- Work task
What you return must be the exact lines of the material below, from the first through the one that has "negative clicks: (172, 123) (182, 114)", with no pictures and, please, nothing else.

- Dataset excerpts
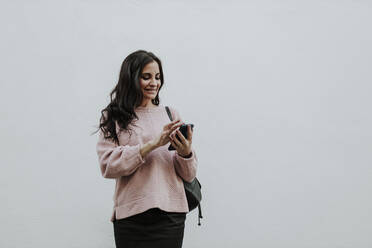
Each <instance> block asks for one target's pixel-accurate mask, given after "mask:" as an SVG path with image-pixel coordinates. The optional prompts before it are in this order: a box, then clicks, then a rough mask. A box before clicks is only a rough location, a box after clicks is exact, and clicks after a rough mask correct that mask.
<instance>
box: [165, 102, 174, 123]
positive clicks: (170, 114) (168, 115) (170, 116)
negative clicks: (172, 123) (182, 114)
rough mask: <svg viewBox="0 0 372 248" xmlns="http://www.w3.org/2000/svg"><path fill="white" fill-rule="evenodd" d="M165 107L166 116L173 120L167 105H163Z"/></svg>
mask: <svg viewBox="0 0 372 248" xmlns="http://www.w3.org/2000/svg"><path fill="white" fill-rule="evenodd" d="M165 109H166V110H167V114H168V116H169V119H170V120H171V121H173V118H172V113H171V112H170V110H169V107H168V106H165Z"/></svg>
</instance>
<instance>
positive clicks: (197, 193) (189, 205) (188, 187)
mask: <svg viewBox="0 0 372 248" xmlns="http://www.w3.org/2000/svg"><path fill="white" fill-rule="evenodd" d="M165 108H166V110H167V113H168V116H169V119H170V120H171V121H173V118H172V114H171V112H170V110H169V107H168V106H165ZM181 178H182V177H181ZM182 181H183V185H184V187H185V192H186V198H187V203H188V205H189V210H190V211H189V212H191V210H193V209H195V208H196V207H198V209H199V216H198V217H199V218H198V225H199V226H200V225H201V224H200V218H203V216H202V213H201V205H200V202H201V199H202V195H201V184H200V182H199V180H198V179H197V178H196V177H195V178H194V180H193V181H192V182H191V183H190V182H186V181H185V180H183V179H182Z"/></svg>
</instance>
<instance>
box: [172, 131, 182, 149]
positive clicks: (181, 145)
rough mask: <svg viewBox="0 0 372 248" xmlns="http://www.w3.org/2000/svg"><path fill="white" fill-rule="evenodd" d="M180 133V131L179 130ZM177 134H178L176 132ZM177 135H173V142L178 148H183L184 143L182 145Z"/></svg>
mask: <svg viewBox="0 0 372 248" xmlns="http://www.w3.org/2000/svg"><path fill="white" fill-rule="evenodd" d="M177 131H178V130H177ZM176 133H177V132H176ZM176 133H174V134H173V135H172V140H173V142H174V143H175V144H176V145H177V147H178V146H182V144H183V143H181V142H180V141H179V140H178V139H177V137H176Z"/></svg>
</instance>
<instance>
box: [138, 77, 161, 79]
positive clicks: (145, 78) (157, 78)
mask: <svg viewBox="0 0 372 248" xmlns="http://www.w3.org/2000/svg"><path fill="white" fill-rule="evenodd" d="M142 78H143V79H145V80H149V79H150V78H151V77H142ZM155 79H156V80H160V78H155Z"/></svg>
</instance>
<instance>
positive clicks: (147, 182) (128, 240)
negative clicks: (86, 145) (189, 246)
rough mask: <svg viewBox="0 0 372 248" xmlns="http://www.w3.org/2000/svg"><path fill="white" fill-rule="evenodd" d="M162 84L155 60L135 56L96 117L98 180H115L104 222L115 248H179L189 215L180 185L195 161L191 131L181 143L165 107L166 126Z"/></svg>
mask: <svg viewBox="0 0 372 248" xmlns="http://www.w3.org/2000/svg"><path fill="white" fill-rule="evenodd" d="M163 83H164V77H163V71H162V66H161V61H160V59H159V58H157V57H156V56H155V55H154V54H153V53H151V52H146V51H144V50H138V51H135V52H133V53H132V54H130V55H129V56H127V57H126V58H125V60H124V61H123V63H122V66H121V70H120V75H119V80H118V83H117V85H116V86H115V88H114V90H113V91H112V92H111V94H110V96H111V102H110V103H109V104H108V106H107V107H106V108H105V109H103V110H102V111H101V114H102V116H101V119H100V126H99V129H100V130H99V131H100V132H99V138H98V142H97V146H96V148H97V154H98V161H99V164H100V169H101V173H102V176H103V177H104V178H113V179H115V180H116V187H115V193H114V209H113V213H112V216H111V219H110V220H111V222H113V228H114V237H115V244H116V247H126V248H129V247H137V248H138V247H162V248H166V247H172V248H176V247H182V241H183V234H184V227H185V219H186V213H187V212H189V208H188V204H187V199H186V194H185V189H184V186H183V181H182V179H183V180H185V181H188V182H191V181H192V180H193V179H194V178H195V176H196V170H197V157H196V154H195V150H194V149H193V148H192V147H191V144H192V133H193V132H192V130H191V127H190V126H188V128H187V132H188V139H186V138H185V137H184V136H183V135H182V133H181V132H180V131H179V129H178V128H179V127H180V126H181V124H183V123H184V122H183V121H182V119H181V117H180V115H179V112H178V111H177V110H176V109H175V108H173V107H169V109H170V111H171V113H172V116H173V119H174V121H172V122H171V121H170V119H169V117H168V115H167V111H166V109H165V106H163V105H160V104H159V102H160V100H159V92H160V90H161V88H162V86H163ZM176 135H177V136H178V137H179V138H177V137H176ZM170 144H172V146H173V147H174V148H175V149H176V150H168V146H169V145H170Z"/></svg>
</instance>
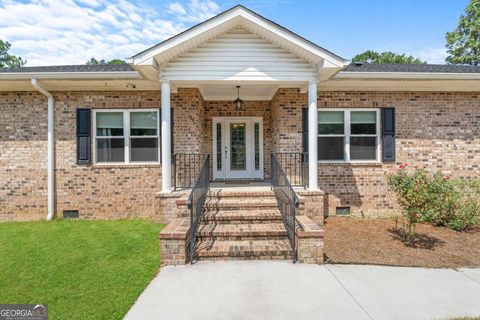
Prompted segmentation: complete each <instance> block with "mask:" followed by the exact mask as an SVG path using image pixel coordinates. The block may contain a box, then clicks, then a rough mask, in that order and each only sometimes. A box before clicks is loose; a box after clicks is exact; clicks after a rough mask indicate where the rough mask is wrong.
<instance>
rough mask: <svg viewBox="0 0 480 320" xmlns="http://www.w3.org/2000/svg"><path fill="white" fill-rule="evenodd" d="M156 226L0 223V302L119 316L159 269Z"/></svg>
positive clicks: (103, 318)
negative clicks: (1, 223)
mask: <svg viewBox="0 0 480 320" xmlns="http://www.w3.org/2000/svg"><path fill="white" fill-rule="evenodd" d="M161 228H162V225H159V224H155V223H152V222H147V221H136V220H126V221H65V220H64V221H55V222H8V223H2V224H0V270H1V272H0V288H1V290H0V302H1V303H31V304H37V303H39V304H48V309H49V319H72V320H73V319H121V318H123V316H124V315H125V314H126V312H127V311H128V309H129V308H130V307H131V306H132V305H133V303H134V302H135V300H136V298H137V297H138V295H139V294H140V293H141V292H142V291H143V289H144V288H145V287H146V286H147V284H148V283H149V282H150V280H151V279H152V278H153V277H154V276H155V274H156V273H157V271H158V268H159V264H160V258H159V244H158V234H159V231H160V229H161Z"/></svg>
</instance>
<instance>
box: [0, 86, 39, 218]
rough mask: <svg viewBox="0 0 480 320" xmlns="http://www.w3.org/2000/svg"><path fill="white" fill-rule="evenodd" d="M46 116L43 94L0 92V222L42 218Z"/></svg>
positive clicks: (18, 92)
mask: <svg viewBox="0 0 480 320" xmlns="http://www.w3.org/2000/svg"><path fill="white" fill-rule="evenodd" d="M46 119H47V100H46V98H45V97H44V96H43V95H41V94H38V93H31V92H16V93H5V92H0V221H3V220H25V219H42V218H45V217H46V212H47V154H46V150H47V122H46V121H47V120H46ZM25 213H28V214H27V215H25Z"/></svg>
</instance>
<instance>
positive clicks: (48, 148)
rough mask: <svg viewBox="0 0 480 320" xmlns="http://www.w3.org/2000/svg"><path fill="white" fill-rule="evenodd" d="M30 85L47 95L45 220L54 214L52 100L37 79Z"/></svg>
mask: <svg viewBox="0 0 480 320" xmlns="http://www.w3.org/2000/svg"><path fill="white" fill-rule="evenodd" d="M31 83H32V86H33V87H34V88H35V89H37V90H38V91H39V92H40V93H41V94H43V95H44V96H46V97H47V106H48V114H47V137H48V140H47V176H48V177H47V182H48V188H47V193H48V202H47V203H48V213H47V220H49V221H50V220H52V219H53V214H54V206H55V203H54V194H55V190H54V188H55V185H54V182H55V176H54V174H55V173H54V154H55V140H54V130H53V125H54V109H53V106H54V100H53V96H52V94H51V93H50V92H48V91H47V90H45V89H43V88H42V87H41V86H40V85H39V84H38V82H37V79H34V78H33V79H32V80H31Z"/></svg>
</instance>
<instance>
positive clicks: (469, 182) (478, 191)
mask: <svg viewBox="0 0 480 320" xmlns="http://www.w3.org/2000/svg"><path fill="white" fill-rule="evenodd" d="M388 184H389V185H390V187H392V189H393V190H394V191H395V193H396V196H397V200H398V203H399V204H400V206H401V207H402V209H403V210H402V214H403V216H404V217H405V219H406V220H407V224H406V227H405V234H406V238H407V240H408V238H410V237H411V235H412V234H413V233H414V230H415V225H416V223H418V222H422V221H427V222H431V223H434V224H436V225H443V226H447V227H449V228H451V229H453V230H457V231H462V230H465V229H467V228H468V227H470V226H472V225H475V224H478V223H480V180H476V181H465V180H461V179H449V178H448V177H447V176H444V175H442V173H440V172H437V173H434V174H428V173H427V172H426V170H425V169H417V168H415V169H413V170H409V169H408V165H407V164H402V165H400V168H399V170H398V171H397V172H396V173H394V174H391V175H389V176H388Z"/></svg>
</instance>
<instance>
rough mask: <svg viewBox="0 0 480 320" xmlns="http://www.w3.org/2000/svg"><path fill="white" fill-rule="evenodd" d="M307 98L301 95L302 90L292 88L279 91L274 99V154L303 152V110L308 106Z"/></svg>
mask: <svg viewBox="0 0 480 320" xmlns="http://www.w3.org/2000/svg"><path fill="white" fill-rule="evenodd" d="M307 97H308V96H307V95H306V94H305V93H300V89H290V88H285V89H280V90H278V91H277V93H276V94H275V96H274V97H273V99H272V101H271V104H272V123H273V124H274V125H272V150H273V151H274V152H302V108H304V107H305V106H307ZM299 142H300V143H299Z"/></svg>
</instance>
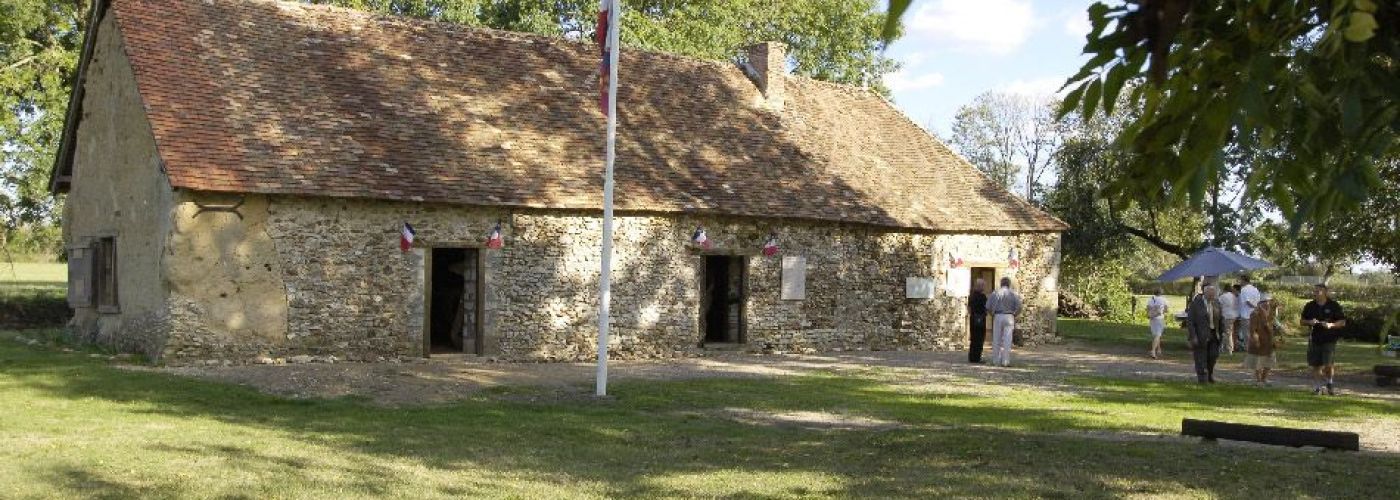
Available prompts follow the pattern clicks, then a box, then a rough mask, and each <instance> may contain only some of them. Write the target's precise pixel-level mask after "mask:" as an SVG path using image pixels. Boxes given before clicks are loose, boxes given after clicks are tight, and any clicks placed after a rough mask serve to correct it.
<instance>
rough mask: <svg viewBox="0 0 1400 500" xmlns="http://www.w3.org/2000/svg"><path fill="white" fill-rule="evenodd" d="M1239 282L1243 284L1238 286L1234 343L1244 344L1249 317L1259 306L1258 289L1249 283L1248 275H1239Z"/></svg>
mask: <svg viewBox="0 0 1400 500" xmlns="http://www.w3.org/2000/svg"><path fill="white" fill-rule="evenodd" d="M1239 282H1240V283H1243V284H1242V286H1240V287H1239V315H1238V318H1239V319H1236V321H1235V345H1236V346H1245V342H1247V340H1249V317H1250V315H1252V314H1254V308H1257V307H1259V289H1256V287H1254V284H1253V283H1250V279H1249V275H1240V276H1239Z"/></svg>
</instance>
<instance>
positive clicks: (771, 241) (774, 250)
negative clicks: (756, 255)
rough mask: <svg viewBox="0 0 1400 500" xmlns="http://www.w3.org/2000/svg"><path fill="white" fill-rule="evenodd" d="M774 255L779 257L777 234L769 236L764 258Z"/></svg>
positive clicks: (765, 250)
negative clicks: (777, 255)
mask: <svg viewBox="0 0 1400 500" xmlns="http://www.w3.org/2000/svg"><path fill="white" fill-rule="evenodd" d="M774 255H778V235H777V234H776V232H774V234H769V241H766V242H764V244H763V256H774Z"/></svg>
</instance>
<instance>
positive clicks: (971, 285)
mask: <svg viewBox="0 0 1400 500" xmlns="http://www.w3.org/2000/svg"><path fill="white" fill-rule="evenodd" d="M977 280H983V282H984V283H986V284H987V287H986V289H983V290H981V293H984V294H987V296H988V297H991V293H993V291H995V290H997V268H972V279H970V280H967V296H972V289H973V287H976V286H977ZM988 312H991V311H988ZM987 342H991V318H987V322H986V324H984V329H983V346H986V343H987Z"/></svg>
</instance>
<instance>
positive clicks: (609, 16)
mask: <svg viewBox="0 0 1400 500" xmlns="http://www.w3.org/2000/svg"><path fill="white" fill-rule="evenodd" d="M610 15H612V0H602V4H601V6H599V7H598V27H596V28H594V42H598V48H599V49H601V50H599V52H602V56H603V62H602V63H601V64H598V109H601V111H602V112H603V115H606V113H608V78H609V76H610V74H612V69H610V67H609V66H610V64H612V49H613V46H610V45H609V43H608V28H609V17H610Z"/></svg>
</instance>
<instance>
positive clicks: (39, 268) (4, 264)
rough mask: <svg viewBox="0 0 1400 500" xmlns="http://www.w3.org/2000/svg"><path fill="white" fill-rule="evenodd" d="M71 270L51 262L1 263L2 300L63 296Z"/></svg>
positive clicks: (21, 262)
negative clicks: (41, 296)
mask: <svg viewBox="0 0 1400 500" xmlns="http://www.w3.org/2000/svg"><path fill="white" fill-rule="evenodd" d="M67 280H69V268H67V265H66V263H50V262H0V298H3V297H7V296H25V297H28V296H62V294H64V293H66V290H67Z"/></svg>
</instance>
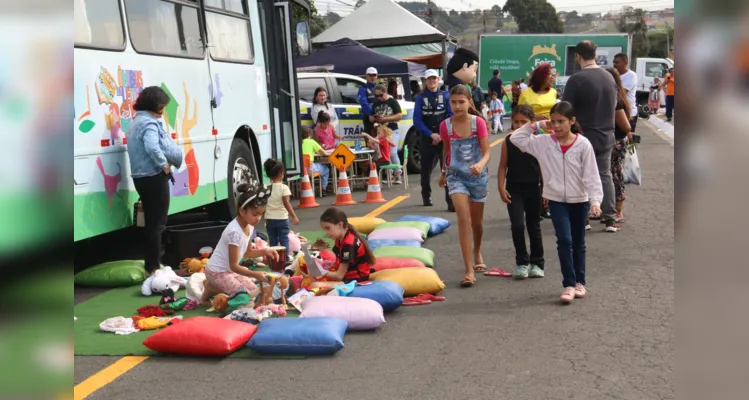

- Solved problem
Each <instance> block asks for one target's pixel-accurate mask, given after "mask:" as an SVG path with image-pixel coordinates. The optional prompts before it are in this order: a box, then clicks, then a rough mask. A box before clicks is only a rough location, a box after clicks is exact, and clicks after a rough mask correct that mask.
<instance>
box: [165, 102, 174, 123]
positive clicks: (170, 114) (168, 115) (170, 116)
negative clicks: (172, 123) (182, 114)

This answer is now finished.